── Available records ──

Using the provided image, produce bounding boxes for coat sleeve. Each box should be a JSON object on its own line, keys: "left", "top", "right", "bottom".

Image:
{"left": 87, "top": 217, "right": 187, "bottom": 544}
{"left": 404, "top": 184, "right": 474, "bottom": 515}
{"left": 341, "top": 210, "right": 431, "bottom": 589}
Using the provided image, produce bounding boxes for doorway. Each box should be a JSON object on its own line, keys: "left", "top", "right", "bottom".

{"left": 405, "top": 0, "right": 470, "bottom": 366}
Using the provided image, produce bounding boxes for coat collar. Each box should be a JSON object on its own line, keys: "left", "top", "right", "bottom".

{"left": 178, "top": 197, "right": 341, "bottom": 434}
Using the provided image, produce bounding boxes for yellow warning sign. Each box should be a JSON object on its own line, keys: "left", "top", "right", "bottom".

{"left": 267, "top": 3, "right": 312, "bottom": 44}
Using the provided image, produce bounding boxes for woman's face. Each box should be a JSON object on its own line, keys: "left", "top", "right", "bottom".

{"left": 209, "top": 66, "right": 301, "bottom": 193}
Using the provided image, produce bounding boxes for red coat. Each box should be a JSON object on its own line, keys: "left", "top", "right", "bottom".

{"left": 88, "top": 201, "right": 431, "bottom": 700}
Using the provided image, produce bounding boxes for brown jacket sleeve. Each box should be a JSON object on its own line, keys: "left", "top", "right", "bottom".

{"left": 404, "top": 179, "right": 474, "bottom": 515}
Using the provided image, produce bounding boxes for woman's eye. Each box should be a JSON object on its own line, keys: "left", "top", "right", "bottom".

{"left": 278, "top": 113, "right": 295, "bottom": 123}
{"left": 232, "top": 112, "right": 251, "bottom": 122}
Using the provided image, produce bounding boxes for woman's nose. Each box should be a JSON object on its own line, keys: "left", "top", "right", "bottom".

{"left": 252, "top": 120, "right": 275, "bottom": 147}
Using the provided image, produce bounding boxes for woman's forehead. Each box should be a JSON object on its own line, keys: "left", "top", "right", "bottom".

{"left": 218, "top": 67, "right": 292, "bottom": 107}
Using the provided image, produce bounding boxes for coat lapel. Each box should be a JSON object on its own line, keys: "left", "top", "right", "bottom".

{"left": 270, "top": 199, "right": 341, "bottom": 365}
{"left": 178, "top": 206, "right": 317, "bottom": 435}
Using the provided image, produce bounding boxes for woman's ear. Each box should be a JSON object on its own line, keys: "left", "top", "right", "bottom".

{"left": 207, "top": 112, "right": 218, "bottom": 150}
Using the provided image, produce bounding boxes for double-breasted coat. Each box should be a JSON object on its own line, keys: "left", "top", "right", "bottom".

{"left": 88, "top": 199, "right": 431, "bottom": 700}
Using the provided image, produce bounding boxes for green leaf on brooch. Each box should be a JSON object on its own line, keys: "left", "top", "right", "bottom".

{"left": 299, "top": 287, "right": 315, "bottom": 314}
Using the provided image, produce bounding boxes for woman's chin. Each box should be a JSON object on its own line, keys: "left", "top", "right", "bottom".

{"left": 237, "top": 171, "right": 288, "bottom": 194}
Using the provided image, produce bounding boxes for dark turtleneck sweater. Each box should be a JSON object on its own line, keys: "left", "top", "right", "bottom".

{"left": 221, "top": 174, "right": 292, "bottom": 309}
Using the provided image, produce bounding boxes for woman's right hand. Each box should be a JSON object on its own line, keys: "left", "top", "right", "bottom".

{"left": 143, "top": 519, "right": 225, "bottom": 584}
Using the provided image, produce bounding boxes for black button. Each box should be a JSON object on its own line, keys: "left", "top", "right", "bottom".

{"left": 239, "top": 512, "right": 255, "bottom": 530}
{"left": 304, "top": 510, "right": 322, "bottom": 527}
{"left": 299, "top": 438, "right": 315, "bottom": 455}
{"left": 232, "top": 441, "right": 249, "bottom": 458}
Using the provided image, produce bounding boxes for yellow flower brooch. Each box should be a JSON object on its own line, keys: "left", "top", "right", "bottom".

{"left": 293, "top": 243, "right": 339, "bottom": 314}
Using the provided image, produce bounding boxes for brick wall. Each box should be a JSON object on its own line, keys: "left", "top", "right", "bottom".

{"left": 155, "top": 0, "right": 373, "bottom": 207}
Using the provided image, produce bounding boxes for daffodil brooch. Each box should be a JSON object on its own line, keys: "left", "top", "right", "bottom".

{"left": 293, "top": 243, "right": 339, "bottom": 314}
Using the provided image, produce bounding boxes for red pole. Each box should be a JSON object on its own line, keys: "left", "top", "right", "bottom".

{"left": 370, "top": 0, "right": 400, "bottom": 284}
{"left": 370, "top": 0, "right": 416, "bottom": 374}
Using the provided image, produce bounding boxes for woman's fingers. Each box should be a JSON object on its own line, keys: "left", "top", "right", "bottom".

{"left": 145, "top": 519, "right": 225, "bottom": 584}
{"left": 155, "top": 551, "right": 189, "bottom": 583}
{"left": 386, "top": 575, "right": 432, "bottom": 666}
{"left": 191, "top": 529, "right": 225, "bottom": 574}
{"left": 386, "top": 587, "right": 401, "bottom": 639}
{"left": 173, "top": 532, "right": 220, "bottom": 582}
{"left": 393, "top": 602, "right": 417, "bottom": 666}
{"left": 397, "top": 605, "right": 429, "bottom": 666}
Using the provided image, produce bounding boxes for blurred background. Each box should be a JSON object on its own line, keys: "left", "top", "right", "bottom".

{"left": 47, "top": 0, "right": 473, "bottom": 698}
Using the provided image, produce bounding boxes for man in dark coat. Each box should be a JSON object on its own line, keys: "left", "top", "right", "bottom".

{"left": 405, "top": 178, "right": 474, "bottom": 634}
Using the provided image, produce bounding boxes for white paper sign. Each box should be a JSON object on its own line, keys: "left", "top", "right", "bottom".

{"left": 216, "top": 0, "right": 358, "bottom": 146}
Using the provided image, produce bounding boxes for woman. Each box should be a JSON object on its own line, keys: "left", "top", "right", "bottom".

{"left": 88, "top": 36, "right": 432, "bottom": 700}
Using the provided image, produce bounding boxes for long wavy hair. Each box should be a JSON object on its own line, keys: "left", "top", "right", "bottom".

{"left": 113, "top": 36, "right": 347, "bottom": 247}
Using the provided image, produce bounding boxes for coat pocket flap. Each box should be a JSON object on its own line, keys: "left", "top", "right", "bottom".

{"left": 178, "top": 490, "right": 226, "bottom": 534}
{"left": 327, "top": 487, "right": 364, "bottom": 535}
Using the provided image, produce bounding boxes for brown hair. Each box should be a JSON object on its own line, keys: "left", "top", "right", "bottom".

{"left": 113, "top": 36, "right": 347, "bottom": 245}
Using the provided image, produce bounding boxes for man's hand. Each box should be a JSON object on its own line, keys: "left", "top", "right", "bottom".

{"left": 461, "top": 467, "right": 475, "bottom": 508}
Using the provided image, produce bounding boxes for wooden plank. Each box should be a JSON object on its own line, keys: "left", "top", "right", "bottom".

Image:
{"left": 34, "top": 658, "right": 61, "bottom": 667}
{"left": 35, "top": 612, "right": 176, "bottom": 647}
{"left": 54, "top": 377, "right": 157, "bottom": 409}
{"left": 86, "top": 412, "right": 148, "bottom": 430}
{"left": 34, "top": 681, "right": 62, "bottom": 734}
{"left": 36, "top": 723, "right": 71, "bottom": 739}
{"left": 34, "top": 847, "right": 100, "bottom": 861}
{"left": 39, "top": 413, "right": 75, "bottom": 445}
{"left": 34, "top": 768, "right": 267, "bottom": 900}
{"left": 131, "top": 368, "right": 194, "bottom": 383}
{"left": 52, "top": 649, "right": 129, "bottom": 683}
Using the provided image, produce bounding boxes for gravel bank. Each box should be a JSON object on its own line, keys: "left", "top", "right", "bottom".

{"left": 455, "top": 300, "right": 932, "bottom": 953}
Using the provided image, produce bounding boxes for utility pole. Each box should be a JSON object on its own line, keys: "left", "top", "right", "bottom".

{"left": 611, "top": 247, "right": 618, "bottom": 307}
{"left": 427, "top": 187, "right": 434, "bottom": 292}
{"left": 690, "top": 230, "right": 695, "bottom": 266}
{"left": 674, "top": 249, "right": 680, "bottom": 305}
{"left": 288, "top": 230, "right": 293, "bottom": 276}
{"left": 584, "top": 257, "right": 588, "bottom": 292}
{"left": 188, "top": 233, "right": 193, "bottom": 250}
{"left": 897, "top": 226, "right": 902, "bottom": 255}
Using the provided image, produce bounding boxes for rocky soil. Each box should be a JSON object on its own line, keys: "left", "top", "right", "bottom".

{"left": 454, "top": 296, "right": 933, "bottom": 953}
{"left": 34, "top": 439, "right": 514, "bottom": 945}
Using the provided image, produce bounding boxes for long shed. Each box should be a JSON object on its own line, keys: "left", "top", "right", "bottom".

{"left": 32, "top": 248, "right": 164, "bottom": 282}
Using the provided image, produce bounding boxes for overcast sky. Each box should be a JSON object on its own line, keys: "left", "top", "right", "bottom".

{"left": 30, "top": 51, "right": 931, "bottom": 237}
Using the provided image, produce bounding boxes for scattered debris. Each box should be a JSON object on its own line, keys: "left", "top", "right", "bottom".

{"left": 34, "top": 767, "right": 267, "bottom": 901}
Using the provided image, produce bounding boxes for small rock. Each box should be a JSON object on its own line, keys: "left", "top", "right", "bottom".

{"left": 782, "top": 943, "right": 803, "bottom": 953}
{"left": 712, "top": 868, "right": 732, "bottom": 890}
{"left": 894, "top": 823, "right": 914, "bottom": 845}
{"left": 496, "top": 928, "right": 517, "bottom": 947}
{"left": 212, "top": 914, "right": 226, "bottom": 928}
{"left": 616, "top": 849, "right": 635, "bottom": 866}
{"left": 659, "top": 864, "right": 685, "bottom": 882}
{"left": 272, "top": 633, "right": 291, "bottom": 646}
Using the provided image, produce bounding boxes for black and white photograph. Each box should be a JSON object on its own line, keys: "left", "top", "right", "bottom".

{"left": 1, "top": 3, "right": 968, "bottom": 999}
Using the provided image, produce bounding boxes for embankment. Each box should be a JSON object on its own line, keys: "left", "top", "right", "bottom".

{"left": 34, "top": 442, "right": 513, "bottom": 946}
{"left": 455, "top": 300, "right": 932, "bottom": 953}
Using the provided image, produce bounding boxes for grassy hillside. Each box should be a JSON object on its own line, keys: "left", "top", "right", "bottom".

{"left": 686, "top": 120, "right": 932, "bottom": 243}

───

■ Exercise brief ■
Print exactly the lines between the line with "Using the provided image, produce bounding boxes for grassy" and the final line of the records above, both included.

■ The completed task ■
Using the provided image, produce bounding boxes for grassy hillside. Each box should be a JSON object on its own line, keys: "left", "top", "right", "bottom".

{"left": 686, "top": 120, "right": 932, "bottom": 243}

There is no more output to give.